_REQUIRED ACTION_: Keep every line in which "screen" occurs and drop the rest of the data.

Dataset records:
=====

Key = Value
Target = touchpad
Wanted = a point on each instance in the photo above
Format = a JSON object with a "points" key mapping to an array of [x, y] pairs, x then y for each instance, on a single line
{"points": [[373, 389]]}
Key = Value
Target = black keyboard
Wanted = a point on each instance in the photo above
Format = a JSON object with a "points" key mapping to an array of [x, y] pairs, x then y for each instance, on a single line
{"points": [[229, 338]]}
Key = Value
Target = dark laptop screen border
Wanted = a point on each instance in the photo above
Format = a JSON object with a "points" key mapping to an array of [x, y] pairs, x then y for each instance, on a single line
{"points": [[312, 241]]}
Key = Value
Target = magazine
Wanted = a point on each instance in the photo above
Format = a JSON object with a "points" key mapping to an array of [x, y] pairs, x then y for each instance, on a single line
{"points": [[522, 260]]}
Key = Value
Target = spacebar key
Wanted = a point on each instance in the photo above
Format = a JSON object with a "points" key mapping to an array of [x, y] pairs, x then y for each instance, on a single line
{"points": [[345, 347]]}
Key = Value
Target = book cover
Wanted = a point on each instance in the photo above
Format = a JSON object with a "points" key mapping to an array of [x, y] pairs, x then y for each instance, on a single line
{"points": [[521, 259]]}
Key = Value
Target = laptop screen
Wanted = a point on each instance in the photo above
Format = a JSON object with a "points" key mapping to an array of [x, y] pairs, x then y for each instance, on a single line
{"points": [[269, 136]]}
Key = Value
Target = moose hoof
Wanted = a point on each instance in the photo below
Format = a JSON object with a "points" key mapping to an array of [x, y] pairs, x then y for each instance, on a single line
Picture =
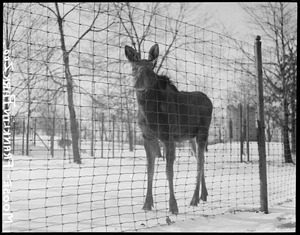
{"points": [[173, 207], [148, 205], [203, 197], [195, 201]]}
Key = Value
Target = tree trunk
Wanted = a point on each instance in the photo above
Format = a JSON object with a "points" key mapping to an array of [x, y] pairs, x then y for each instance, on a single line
{"points": [[68, 76], [286, 141]]}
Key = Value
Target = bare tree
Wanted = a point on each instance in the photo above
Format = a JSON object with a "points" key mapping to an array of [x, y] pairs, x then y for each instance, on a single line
{"points": [[56, 10], [278, 23]]}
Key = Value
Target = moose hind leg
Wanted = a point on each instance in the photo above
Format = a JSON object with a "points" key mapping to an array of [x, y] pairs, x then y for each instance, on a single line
{"points": [[151, 152], [200, 176], [170, 157]]}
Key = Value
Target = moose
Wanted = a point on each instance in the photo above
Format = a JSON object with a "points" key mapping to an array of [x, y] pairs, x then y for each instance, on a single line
{"points": [[168, 115]]}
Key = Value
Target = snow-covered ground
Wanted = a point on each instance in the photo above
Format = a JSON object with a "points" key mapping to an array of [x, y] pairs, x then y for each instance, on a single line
{"points": [[107, 194], [281, 218]]}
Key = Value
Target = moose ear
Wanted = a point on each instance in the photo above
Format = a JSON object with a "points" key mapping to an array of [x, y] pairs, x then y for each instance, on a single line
{"points": [[131, 54], [153, 52]]}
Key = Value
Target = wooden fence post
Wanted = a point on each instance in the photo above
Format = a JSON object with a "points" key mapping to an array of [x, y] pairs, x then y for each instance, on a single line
{"points": [[23, 136], [113, 136], [102, 134], [248, 131], [241, 132], [261, 130]]}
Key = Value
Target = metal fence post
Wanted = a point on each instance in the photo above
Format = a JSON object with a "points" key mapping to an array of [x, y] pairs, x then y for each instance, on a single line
{"points": [[261, 130]]}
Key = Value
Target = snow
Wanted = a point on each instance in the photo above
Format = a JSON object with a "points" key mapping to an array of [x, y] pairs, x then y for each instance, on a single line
{"points": [[281, 218], [107, 194]]}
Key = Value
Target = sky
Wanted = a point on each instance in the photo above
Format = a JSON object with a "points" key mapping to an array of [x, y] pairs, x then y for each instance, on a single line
{"points": [[231, 15]]}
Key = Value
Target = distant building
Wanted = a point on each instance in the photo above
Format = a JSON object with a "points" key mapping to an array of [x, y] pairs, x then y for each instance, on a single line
{"points": [[233, 124]]}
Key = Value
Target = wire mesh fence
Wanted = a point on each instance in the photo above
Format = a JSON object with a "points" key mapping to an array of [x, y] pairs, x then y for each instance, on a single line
{"points": [[72, 82]]}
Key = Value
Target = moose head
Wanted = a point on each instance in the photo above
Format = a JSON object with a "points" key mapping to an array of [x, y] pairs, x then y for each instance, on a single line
{"points": [[142, 69]]}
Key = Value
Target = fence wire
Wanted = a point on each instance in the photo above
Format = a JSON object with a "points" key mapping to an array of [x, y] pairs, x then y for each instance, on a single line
{"points": [[50, 191]]}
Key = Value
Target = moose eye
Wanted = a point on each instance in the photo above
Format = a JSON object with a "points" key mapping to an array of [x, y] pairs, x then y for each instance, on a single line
{"points": [[134, 70]]}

=====

_ANSWER BOX_:
Target = dark laptop screen border
Target = laptop screen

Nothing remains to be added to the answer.